Dataset entries
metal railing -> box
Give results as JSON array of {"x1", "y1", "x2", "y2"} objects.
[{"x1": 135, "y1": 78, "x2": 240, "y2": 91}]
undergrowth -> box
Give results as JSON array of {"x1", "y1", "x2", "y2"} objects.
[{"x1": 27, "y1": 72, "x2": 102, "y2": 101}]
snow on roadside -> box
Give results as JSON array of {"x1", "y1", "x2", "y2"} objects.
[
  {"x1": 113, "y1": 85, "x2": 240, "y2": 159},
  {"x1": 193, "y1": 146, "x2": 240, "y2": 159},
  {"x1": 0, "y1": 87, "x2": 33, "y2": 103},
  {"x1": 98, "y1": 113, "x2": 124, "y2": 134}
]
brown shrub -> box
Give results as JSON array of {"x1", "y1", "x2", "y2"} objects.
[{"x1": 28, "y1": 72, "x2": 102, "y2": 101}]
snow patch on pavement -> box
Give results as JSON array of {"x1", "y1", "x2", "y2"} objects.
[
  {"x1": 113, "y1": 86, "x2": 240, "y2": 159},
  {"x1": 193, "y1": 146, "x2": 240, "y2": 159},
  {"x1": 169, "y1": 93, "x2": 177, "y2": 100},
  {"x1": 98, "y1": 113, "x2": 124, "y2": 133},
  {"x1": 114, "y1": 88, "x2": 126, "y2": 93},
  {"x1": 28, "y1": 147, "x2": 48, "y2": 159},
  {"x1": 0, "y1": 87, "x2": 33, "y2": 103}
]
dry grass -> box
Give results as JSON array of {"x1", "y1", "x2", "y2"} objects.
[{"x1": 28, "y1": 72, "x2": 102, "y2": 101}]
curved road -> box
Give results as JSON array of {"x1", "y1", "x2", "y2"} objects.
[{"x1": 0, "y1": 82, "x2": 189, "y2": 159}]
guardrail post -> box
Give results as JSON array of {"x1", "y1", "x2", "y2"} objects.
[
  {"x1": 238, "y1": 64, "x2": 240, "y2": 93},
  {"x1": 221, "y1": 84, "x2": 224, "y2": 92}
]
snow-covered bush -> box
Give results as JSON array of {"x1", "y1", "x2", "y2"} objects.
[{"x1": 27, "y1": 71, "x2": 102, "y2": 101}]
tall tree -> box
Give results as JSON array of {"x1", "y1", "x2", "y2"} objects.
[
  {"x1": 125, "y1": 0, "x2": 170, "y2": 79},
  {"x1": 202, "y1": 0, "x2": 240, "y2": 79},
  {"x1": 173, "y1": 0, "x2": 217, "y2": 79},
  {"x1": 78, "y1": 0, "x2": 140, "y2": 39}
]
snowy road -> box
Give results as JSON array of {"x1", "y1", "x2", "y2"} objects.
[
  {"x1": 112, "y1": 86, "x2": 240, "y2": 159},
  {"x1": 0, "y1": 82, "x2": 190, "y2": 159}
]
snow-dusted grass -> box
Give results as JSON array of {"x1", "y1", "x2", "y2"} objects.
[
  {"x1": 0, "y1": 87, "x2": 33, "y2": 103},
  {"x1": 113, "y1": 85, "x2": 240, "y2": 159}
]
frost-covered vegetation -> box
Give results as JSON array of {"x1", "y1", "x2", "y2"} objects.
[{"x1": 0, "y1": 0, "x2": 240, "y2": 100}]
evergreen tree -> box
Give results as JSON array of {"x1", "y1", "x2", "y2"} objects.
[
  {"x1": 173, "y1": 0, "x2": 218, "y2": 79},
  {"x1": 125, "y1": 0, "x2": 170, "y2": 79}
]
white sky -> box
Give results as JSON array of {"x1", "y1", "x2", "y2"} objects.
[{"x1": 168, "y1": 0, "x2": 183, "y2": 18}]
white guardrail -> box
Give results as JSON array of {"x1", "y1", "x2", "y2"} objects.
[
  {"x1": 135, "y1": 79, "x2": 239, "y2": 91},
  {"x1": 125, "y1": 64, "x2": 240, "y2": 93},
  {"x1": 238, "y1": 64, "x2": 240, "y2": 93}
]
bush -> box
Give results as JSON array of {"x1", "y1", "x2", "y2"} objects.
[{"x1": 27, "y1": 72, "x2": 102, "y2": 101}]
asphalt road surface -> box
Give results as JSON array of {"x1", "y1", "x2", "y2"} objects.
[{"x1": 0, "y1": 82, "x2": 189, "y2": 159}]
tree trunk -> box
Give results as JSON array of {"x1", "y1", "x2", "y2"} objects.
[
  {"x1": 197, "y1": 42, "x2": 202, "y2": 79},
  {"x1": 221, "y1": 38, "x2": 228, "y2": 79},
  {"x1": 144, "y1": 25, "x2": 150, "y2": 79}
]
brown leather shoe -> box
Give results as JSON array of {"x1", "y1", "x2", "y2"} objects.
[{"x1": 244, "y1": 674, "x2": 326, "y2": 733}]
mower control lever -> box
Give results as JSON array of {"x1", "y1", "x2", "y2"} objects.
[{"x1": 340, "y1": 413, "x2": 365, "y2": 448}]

▸ **Written exercise**:
Pull out every line of the listing above that contains the string "brown".

▸ **Solution to the exercise**:
brown shrub -> box
brown leather shoe -> box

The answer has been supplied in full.